• Required action
Find every line of the records that has "brown" and return it.

---+---

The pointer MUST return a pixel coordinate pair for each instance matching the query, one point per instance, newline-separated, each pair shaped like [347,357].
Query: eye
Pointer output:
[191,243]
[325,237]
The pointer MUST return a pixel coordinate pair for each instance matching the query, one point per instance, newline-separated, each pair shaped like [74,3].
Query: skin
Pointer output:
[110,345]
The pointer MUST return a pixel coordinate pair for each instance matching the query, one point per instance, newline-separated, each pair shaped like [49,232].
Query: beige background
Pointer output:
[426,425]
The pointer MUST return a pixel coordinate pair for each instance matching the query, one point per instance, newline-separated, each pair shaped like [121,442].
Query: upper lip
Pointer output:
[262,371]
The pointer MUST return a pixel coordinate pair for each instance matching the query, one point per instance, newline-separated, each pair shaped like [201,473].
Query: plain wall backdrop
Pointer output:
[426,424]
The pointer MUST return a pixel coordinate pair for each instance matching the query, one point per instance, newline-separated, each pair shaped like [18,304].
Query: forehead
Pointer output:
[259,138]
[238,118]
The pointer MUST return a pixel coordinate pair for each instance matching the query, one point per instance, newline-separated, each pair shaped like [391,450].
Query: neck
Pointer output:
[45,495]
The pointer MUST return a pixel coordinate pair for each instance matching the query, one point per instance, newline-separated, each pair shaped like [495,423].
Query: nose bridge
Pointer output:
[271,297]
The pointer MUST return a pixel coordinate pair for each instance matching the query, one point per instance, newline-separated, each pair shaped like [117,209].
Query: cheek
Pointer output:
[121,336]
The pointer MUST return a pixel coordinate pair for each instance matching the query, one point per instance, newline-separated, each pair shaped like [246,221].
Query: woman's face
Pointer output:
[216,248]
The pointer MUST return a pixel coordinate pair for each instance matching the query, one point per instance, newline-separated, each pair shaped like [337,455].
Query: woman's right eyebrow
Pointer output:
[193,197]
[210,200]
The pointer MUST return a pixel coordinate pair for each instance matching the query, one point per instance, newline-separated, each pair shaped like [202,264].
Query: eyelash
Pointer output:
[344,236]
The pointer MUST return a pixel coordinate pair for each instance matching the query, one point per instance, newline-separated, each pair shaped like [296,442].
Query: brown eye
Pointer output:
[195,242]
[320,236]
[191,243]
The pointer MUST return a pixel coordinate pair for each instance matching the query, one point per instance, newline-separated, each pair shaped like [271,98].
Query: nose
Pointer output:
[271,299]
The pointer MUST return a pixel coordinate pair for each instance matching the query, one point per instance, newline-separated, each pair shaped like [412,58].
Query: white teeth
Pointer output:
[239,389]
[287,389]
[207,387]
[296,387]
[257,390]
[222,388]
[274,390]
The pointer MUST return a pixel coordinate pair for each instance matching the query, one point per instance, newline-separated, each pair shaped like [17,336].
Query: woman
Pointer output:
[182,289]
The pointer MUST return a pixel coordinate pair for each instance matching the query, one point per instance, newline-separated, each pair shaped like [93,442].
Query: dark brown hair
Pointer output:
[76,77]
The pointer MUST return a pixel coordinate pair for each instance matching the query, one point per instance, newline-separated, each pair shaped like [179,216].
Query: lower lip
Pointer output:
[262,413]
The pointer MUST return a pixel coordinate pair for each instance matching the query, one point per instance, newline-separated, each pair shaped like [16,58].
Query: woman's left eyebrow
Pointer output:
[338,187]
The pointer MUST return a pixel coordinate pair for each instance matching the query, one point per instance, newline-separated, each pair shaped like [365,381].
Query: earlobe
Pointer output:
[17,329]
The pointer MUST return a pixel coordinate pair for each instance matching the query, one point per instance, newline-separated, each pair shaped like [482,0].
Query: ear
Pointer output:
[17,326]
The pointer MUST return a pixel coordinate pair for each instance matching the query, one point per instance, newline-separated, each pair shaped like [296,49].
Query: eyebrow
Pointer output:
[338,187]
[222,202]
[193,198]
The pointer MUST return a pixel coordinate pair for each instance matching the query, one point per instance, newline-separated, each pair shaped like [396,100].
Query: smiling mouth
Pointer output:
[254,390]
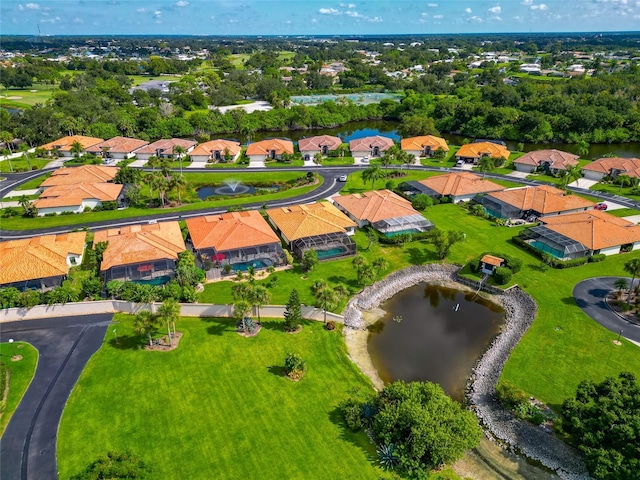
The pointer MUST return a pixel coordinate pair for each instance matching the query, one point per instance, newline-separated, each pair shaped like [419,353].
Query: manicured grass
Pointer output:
[22,372]
[219,406]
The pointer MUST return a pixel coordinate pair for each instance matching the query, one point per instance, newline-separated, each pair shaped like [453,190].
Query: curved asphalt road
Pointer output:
[28,446]
[590,296]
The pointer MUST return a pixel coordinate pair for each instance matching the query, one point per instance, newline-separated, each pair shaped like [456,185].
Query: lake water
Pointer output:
[423,338]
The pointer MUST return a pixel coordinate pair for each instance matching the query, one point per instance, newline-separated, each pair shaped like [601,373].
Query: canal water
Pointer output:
[435,334]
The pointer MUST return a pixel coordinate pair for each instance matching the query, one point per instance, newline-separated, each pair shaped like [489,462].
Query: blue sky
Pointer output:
[310,17]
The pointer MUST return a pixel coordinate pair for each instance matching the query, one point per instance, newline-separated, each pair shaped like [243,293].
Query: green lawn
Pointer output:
[21,374]
[218,406]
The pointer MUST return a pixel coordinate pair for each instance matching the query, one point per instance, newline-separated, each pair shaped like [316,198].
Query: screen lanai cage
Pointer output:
[328,245]
[408,224]
[553,243]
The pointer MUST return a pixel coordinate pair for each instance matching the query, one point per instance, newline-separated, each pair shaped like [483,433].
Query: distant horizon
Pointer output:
[316,17]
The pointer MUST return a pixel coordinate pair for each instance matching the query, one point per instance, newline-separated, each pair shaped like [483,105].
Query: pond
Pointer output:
[434,334]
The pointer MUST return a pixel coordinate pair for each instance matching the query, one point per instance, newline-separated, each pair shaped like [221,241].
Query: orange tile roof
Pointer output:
[460,183]
[117,145]
[418,143]
[375,205]
[265,146]
[594,229]
[628,166]
[64,144]
[477,150]
[367,143]
[217,146]
[542,199]
[73,195]
[166,146]
[556,158]
[140,243]
[231,230]
[301,221]
[316,143]
[82,174]
[38,257]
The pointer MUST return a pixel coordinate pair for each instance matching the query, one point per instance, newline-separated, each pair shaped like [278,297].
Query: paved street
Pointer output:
[28,446]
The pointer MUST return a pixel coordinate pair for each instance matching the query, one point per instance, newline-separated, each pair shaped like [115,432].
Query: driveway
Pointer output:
[28,446]
[590,296]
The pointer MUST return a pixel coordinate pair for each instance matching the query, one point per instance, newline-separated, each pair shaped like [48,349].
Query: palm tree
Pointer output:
[373,173]
[632,267]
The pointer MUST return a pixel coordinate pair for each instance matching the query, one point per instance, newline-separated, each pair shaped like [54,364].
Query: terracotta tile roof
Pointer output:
[316,143]
[38,257]
[140,243]
[64,144]
[543,199]
[280,146]
[419,143]
[594,229]
[117,145]
[217,146]
[556,159]
[628,166]
[83,174]
[367,143]
[375,205]
[73,195]
[301,221]
[477,150]
[166,146]
[231,230]
[460,183]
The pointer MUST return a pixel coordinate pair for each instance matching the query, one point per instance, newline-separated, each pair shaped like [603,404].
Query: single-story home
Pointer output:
[524,202]
[472,152]
[40,263]
[458,186]
[271,149]
[164,148]
[62,147]
[583,234]
[551,161]
[238,239]
[319,226]
[374,146]
[384,210]
[216,151]
[598,169]
[423,146]
[322,144]
[144,254]
[117,148]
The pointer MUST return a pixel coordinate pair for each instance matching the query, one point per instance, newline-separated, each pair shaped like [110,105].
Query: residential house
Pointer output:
[456,186]
[473,152]
[374,146]
[322,144]
[598,169]
[216,151]
[144,254]
[527,202]
[583,234]
[164,148]
[62,147]
[238,239]
[424,146]
[117,148]
[551,161]
[319,226]
[40,263]
[384,210]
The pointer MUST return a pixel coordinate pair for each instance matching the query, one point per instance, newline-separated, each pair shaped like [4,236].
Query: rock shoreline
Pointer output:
[520,312]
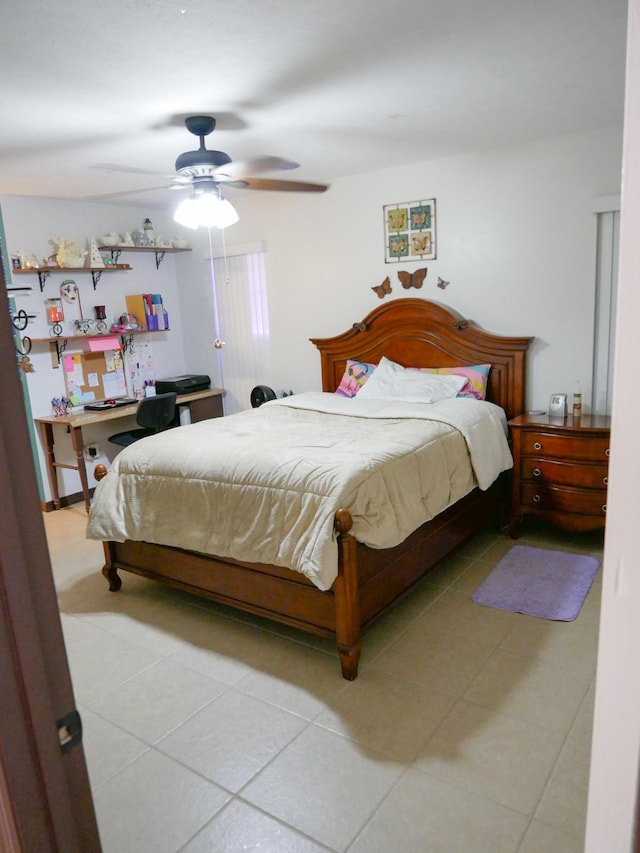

---+---

• Exercise output
Query: brown eye
Query: dark brown hair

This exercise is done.